(Saved entries)
-- -- --

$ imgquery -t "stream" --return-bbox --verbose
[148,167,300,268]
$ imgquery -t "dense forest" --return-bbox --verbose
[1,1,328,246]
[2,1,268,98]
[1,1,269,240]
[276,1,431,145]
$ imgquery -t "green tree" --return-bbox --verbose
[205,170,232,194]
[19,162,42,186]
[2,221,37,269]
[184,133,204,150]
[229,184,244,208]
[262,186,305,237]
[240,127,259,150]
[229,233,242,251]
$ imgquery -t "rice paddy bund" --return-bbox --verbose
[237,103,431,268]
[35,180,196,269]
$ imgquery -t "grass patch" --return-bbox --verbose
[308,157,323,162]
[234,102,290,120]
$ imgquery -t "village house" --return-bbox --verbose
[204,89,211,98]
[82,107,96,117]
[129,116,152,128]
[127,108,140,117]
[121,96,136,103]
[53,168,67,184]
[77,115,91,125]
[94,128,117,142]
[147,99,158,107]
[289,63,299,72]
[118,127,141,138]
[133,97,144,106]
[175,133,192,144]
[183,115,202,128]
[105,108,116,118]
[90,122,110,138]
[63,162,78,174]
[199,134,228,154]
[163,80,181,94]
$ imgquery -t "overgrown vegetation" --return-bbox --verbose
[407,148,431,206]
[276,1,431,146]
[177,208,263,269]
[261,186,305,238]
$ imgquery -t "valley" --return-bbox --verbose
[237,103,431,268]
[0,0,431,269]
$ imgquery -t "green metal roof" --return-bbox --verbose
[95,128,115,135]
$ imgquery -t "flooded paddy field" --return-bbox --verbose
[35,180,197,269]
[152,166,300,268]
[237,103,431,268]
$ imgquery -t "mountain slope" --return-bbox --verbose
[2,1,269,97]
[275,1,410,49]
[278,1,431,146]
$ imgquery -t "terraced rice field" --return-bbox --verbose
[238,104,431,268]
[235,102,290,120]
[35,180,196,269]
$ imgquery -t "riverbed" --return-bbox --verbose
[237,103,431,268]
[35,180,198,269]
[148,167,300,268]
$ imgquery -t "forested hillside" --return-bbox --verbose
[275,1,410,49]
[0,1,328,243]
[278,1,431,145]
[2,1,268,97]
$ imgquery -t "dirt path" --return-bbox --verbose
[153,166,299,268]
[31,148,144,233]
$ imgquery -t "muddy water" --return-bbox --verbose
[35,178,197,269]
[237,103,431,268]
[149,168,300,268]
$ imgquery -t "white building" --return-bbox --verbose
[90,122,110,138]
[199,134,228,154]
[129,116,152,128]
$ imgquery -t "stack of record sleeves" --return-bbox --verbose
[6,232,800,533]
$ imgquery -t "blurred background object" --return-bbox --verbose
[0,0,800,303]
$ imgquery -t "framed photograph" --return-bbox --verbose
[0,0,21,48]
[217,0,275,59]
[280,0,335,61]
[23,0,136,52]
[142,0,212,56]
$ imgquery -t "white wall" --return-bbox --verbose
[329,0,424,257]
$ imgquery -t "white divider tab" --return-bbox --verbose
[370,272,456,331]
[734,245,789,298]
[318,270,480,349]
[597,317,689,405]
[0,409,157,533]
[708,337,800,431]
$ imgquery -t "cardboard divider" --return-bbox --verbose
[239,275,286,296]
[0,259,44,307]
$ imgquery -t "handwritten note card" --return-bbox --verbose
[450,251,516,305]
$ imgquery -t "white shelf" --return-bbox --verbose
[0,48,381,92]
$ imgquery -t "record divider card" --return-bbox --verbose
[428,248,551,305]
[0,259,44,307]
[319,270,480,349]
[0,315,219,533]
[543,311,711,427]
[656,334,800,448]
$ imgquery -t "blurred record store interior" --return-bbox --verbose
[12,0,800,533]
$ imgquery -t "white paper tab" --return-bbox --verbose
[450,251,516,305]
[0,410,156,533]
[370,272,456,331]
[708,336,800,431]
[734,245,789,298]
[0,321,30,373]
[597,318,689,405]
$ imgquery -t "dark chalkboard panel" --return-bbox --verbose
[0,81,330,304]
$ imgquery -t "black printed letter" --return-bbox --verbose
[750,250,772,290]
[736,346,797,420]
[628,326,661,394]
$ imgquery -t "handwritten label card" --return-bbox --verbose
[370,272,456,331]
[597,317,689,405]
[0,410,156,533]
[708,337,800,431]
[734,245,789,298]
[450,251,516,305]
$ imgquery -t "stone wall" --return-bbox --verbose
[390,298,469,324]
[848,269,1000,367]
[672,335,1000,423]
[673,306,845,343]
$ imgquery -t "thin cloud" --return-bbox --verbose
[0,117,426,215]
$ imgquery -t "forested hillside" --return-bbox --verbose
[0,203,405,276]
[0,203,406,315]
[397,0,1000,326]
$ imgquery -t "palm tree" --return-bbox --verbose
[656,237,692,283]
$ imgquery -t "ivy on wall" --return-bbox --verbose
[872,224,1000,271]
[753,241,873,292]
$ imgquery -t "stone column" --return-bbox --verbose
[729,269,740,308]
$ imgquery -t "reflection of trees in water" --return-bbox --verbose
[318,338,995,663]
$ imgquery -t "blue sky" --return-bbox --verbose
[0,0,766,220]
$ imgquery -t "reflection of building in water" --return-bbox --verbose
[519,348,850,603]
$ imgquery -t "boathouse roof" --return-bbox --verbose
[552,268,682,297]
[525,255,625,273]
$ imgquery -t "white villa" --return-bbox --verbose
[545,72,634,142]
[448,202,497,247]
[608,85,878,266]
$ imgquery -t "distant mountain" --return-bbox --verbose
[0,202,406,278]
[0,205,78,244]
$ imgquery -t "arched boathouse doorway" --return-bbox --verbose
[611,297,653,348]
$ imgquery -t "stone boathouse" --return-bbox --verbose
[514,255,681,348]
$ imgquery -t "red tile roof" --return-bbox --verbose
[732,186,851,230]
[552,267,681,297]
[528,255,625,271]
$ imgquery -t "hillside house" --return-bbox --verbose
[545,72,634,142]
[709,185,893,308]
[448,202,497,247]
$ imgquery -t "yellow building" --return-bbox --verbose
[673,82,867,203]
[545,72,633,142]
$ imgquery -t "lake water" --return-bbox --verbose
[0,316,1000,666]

-- -- --

PROBLEM – Rewrite every line of the data above as a JSON list of strings, with one string for each line and no blank lines included.

ANSWER TO THE TASK –
[
  "$ imgquery -t \"stream\" --return-bbox --verbose",
  "[148,167,300,268]",
  "$ imgquery -t \"dense forest\" --return-bbox --verbose",
  "[1,1,328,246]",
  "[2,1,268,98]",
  "[1,1,269,240]",
  "[276,1,431,145]",
  "$ imgquery -t \"green tree\" --return-bbox --verbose",
  "[205,170,232,194]",
  "[19,162,42,186]",
  "[2,221,37,269]",
  "[184,133,204,150]",
  "[229,184,244,208]",
  "[262,186,305,237]",
  "[240,127,259,150]",
  "[229,233,242,251]",
  "$ imgquery -t \"rice paddy bund\" --return-bbox --verbose",
  "[237,103,431,268]",
  "[35,180,196,269]",
  "$ imgquery -t \"grass patch\" --return-bbox --verbose",
  "[308,157,323,162]",
  "[234,102,290,120]",
  "$ imgquery -t \"village house\" --return-bbox --verbose",
  "[204,89,211,98]",
  "[82,107,96,117]",
  "[129,116,152,128]",
  "[127,108,140,117]",
  "[121,96,136,103]",
  "[53,168,67,184]",
  "[77,115,91,125]",
  "[94,128,117,142]",
  "[147,99,158,107]",
  "[289,63,299,72]",
  "[118,127,141,138]",
  "[133,97,144,106]",
  "[175,133,192,144]",
  "[183,115,202,128]",
  "[105,108,116,118]",
  "[90,122,110,138]",
  "[63,162,78,174]",
  "[199,134,228,154]",
  "[163,80,181,94]",
  "$ imgquery -t \"overgrown vegetation\" --return-bbox --verbose",
  "[407,148,431,206]",
  "[276,1,431,146]",
  "[177,208,263,269]",
  "[261,186,305,238]",
  "$ imgquery -t \"valley\" --return-bbox --verbose",
  "[237,103,431,268]",
  "[0,0,431,269]",
  "$ imgquery -t \"green metal roof\" --return-bbox --verbose",
  "[95,128,115,135]",
  "$ imgquery -t \"flooded paddy field\" --return-bbox --verbose",
  "[35,180,197,269]",
  "[152,166,300,268]",
  "[237,103,431,268]",
  "$ imgquery -t \"mountain slope\" --return-bbox --verbose",
  "[2,1,269,97]",
  "[275,1,410,49]",
  "[278,1,431,146]",
  "$ imgquery -t \"terraced rice field\" --return-bbox --verbose",
  "[238,104,431,268]",
  "[235,102,290,120]",
  "[35,180,196,269]",
  "$ imgquery -t \"riverbed\" --return-bbox --verbose",
  "[237,103,431,268]",
  "[35,180,198,269]",
  "[148,167,300,268]",
  "$ imgquery -t \"forested hillside\" --return-bbox --verbose",
  "[275,1,410,49]",
  "[0,1,328,243]",
  "[278,1,431,145]",
  "[2,1,268,97]",
  "$ imgquery -t \"dirt path\" --return-bbox --verbose",
  "[153,166,299,268]",
  "[31,148,144,233]",
  "$ imgquery -t \"muddy water\" --return-bbox --verbose",
  "[35,178,197,269]",
  "[237,103,431,268]",
  "[149,168,300,268]",
  "$ imgquery -t \"white building\" --return-bbox --verbose",
  "[90,122,110,138]",
  "[199,134,228,154]",
  "[129,116,152,128]",
  "$ imgquery -t \"stack of record sleeves\" --return-bbox --verbose",
  "[6,232,800,533]",
  "$ imgquery -t \"blurred background object\" --return-bbox --verbose",
  "[0,0,800,303]",
  "$ imgquery -t \"framed photograph\" --return-bbox --verbose",
  "[0,0,21,48]",
  "[217,0,275,59]",
  "[280,0,335,61]",
  "[23,0,136,52]",
  "[142,0,212,56]",
  "$ imgquery -t \"white wall\" --return-bbox --verbose",
  "[329,0,424,257]",
  "$ imgquery -t \"white divider tab\" --return-bbox --verbose",
  "[370,272,456,331]",
  "[734,245,789,298]",
  "[318,270,480,349]",
  "[597,317,689,405]",
  "[0,409,157,533]",
  "[708,337,800,431]",
  "$ imgquery -t \"cardboard divider\" --return-bbox --verbose",
  "[239,275,286,296]",
  "[0,259,44,307]",
  "$ imgquery -t \"handwritten note card\" --return-bbox --verbose",
  "[450,251,516,305]",
  "$ imgquery -t \"white shelf\" --return-bbox --verbose",
  "[0,48,381,92]",
  "$ imgquery -t \"record divider card\" --return-bbox --verbose",
  "[428,248,551,305]",
  "[0,259,44,307]",
  "[319,270,480,349]",
  "[0,315,219,533]",
  "[543,311,711,427]",
  "[656,334,800,448]",
  "$ imgquery -t \"blurred record store interior\" --return-bbox --verbose",
  "[12,0,800,533]",
  "$ imgquery -t \"white paper tab\" --return-bbox --verbose",
  "[450,251,516,305]",
  "[0,410,156,533]",
  "[370,272,456,331]",
  "[708,336,800,431]",
  "[734,245,789,298]",
  "[0,321,30,373]",
  "[597,318,689,405]",
  "$ imgquery -t \"dark chalkboard panel\" --return-bbox --verbose",
  "[0,81,330,304]",
  "$ imgquery -t \"black printed letter\" --return-bbox --verbose",
  "[750,250,772,290]",
  "[736,346,797,420]",
  "[628,326,661,394]",
  "$ imgquery -t \"handwritten label card\" --return-bbox --verbose",
  "[370,272,456,331]",
  "[597,317,689,405]",
  "[0,410,156,533]",
  "[708,337,800,431]",
  "[734,245,789,298]",
  "[450,251,516,305]",
  "$ imgquery -t \"stone wall\" --return-bbox --verbose",
  "[390,298,469,324]",
  "[848,269,1000,367]",
  "[672,335,1000,423]",
  "[673,306,845,343]",
  "$ imgquery -t \"thin cloud\" --return-bbox --verbose",
  "[0,117,426,215]",
  "$ imgquery -t \"forested hillside\" --return-bbox --verbose",
  "[0,203,405,276]",
  "[0,203,406,315]",
  "[397,0,1000,326]",
  "$ imgquery -t \"palm tree\" --return-bbox --verbose",
  "[656,237,692,283]",
  "$ imgquery -t \"ivy on wall\" --return-bbox --verbose",
  "[872,224,1000,271]",
  "[753,241,873,292]",
  "$ imgquery -t \"stone column\" --return-bbox --verbose",
  "[729,269,740,308]",
  "$ imgquery -t \"reflection of trees in water\" --return-bbox --verbose",
  "[318,338,995,663]",
  "$ imgquery -t \"blue sky\" --return-bbox --verbose",
  "[0,0,766,220]",
  "$ imgquery -t \"reflection of building in water\" --return-bbox --verbose",
  "[519,348,850,603]",
  "$ imgquery -t \"boathouse roof\" --return-bbox --verbose",
  "[552,268,682,297]",
  "[525,255,625,273]",
  "$ imgquery -t \"white villa\" --return-bbox --verbose",
  "[545,72,634,142]",
  "[448,202,497,247]",
  "[608,85,878,266]",
  "$ imgquery -t \"distant mountain\" --return-bbox --verbose",
  "[0,202,406,278]",
  "[0,205,78,244]",
  "$ imgquery -t \"arched boathouse doorway\" --return-bbox --verbose",
  "[611,297,653,348]",
  "$ imgquery -t \"stone boathouse\" --return-bbox --verbose",
  "[514,255,681,348]",
  "$ imgquery -t \"red tile roof\" --return-bbox --verbose",
  "[732,186,851,230]",
  "[552,267,681,297]",
  "[528,255,625,271]",
  "$ imgquery -t \"hillside house\" --return-bbox --verbose",
  "[545,72,634,142]",
  "[709,185,893,308]",
  "[448,202,497,247]",
  "$ imgquery -t \"yellow building\" --return-bbox --verbose",
  "[673,82,867,203]",
  "[545,72,633,142]",
  "$ imgquery -t \"lake water\" --return-bbox --verbose",
  "[0,316,1000,666]"
]